__WHAT IS BEING ASKED__.
Extract every line of the listing below that contains the word "white", copying each line in full.

__Data listing__.
------------------------

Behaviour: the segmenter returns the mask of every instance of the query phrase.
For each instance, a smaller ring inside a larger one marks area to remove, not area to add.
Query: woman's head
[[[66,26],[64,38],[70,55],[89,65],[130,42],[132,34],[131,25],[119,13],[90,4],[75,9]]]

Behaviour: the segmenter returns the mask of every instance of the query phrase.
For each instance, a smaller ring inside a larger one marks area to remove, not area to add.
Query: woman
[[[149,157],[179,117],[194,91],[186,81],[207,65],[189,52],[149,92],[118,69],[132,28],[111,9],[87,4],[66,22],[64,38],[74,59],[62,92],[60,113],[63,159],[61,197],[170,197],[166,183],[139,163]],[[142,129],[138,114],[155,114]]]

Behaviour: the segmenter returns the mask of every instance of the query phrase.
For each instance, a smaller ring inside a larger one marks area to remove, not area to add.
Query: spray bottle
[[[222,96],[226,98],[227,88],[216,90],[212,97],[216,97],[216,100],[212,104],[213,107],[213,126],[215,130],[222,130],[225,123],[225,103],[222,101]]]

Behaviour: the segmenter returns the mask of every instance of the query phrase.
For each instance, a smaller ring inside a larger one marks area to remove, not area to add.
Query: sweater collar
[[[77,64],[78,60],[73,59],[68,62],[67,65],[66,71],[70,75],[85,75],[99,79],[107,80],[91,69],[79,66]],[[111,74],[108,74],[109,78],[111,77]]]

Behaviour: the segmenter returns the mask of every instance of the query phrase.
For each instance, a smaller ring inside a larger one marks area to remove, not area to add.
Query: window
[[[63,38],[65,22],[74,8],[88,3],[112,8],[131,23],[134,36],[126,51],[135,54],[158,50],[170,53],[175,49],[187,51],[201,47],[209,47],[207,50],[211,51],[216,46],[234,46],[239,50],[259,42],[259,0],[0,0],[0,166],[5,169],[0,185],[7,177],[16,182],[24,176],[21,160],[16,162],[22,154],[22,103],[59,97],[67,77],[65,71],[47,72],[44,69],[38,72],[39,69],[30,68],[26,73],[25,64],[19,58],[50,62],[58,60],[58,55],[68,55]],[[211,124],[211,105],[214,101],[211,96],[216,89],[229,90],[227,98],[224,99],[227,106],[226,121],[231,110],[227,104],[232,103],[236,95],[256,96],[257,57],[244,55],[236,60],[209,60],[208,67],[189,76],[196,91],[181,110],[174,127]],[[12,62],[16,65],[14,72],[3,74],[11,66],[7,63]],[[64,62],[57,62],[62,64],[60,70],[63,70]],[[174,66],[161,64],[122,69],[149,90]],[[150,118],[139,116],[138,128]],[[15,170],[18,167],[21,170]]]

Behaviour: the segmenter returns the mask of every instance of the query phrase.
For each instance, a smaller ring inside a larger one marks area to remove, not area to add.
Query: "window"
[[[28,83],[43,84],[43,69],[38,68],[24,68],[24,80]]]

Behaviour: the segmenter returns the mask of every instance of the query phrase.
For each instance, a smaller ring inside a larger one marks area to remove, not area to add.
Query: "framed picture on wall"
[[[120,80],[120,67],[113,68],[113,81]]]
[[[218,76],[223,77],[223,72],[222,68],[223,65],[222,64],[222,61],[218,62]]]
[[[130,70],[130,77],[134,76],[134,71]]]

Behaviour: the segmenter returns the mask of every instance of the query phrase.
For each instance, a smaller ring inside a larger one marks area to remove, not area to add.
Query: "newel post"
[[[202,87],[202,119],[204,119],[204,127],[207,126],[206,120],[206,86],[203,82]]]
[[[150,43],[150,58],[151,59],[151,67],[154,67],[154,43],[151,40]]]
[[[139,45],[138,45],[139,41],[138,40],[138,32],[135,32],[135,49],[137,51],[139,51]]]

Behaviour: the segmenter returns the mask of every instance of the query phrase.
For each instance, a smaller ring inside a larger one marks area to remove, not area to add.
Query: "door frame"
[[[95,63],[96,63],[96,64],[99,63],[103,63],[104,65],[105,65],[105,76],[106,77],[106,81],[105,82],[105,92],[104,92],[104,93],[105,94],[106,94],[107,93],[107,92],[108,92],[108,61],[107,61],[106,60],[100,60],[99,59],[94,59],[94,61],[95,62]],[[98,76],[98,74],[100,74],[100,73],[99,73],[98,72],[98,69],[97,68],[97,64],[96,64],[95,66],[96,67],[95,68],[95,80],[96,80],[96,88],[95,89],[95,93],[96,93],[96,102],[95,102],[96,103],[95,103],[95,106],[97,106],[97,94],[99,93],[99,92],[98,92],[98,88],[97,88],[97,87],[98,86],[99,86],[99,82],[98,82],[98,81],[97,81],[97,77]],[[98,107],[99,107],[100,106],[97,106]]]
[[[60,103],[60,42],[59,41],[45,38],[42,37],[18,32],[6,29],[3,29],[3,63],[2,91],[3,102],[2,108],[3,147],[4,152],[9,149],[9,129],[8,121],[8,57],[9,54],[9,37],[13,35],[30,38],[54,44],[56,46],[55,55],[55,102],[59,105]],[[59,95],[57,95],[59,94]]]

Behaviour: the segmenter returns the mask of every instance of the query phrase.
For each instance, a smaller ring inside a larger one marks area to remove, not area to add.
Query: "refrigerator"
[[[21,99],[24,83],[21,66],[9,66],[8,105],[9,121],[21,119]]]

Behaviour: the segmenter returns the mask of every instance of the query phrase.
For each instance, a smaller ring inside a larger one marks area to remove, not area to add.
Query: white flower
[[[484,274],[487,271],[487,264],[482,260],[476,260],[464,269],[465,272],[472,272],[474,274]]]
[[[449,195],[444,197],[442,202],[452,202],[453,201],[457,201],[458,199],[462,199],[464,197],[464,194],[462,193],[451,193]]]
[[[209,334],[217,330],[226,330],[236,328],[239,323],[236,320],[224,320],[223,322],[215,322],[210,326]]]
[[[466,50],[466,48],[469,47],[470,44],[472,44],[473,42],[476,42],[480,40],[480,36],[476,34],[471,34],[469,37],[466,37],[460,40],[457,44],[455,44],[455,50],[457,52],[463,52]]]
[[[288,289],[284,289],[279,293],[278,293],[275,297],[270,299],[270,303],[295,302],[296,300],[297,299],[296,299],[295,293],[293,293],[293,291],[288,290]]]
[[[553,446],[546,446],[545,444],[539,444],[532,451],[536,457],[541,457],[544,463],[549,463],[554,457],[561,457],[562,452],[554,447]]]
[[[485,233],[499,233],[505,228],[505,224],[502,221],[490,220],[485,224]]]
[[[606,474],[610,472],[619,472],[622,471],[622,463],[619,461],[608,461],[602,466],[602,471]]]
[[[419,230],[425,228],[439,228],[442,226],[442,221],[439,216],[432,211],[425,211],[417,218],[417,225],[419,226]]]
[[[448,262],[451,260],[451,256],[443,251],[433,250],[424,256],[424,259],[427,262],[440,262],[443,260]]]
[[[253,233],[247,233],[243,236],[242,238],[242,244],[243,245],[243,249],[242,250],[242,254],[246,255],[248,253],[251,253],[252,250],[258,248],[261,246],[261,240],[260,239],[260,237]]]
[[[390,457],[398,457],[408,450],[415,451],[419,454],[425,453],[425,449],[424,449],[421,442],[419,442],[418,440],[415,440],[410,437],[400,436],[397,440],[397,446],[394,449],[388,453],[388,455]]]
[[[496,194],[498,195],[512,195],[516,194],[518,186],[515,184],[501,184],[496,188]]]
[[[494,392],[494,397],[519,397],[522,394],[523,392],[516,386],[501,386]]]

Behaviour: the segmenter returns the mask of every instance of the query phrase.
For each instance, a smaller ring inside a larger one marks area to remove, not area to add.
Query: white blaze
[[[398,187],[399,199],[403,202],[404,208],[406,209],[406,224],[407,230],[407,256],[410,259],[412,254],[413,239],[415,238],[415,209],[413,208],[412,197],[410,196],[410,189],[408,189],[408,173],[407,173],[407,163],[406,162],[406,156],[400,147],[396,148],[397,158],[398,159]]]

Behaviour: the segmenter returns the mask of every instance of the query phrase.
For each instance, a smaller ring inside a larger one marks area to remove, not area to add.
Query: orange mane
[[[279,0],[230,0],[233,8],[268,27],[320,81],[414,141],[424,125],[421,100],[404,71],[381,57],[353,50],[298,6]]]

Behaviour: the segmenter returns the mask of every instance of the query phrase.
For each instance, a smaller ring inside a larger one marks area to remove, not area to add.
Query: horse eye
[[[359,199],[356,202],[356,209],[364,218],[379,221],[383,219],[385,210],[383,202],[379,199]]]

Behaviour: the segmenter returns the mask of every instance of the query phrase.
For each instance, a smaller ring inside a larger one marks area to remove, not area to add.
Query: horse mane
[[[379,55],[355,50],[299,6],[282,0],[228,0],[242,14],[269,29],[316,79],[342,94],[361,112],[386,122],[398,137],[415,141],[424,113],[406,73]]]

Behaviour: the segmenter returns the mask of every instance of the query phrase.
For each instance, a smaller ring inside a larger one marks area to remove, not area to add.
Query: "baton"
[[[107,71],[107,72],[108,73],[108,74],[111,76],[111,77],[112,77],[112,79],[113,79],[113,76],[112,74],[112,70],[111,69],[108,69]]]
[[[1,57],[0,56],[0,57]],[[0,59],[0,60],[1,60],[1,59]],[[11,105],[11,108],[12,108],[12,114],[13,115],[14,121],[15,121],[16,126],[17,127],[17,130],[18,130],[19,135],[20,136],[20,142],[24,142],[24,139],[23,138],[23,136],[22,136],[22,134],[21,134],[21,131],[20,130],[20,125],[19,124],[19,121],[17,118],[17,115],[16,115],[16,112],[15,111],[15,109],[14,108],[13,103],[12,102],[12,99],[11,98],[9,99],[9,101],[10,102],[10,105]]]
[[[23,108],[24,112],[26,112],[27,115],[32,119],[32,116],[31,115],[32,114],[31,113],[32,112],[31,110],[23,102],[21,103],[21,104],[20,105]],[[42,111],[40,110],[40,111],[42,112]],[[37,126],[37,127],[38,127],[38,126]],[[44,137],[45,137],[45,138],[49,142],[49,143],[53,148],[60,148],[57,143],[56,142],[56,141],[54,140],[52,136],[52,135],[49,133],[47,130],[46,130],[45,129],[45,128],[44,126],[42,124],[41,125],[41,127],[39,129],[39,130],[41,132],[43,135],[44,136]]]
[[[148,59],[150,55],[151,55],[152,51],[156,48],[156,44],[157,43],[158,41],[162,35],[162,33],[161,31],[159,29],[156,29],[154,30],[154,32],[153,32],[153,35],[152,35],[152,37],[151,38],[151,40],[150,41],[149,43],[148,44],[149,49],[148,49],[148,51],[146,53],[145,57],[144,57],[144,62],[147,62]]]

------------------------

__TASK OUTPUT__.
Query: white flower
Query: white blaze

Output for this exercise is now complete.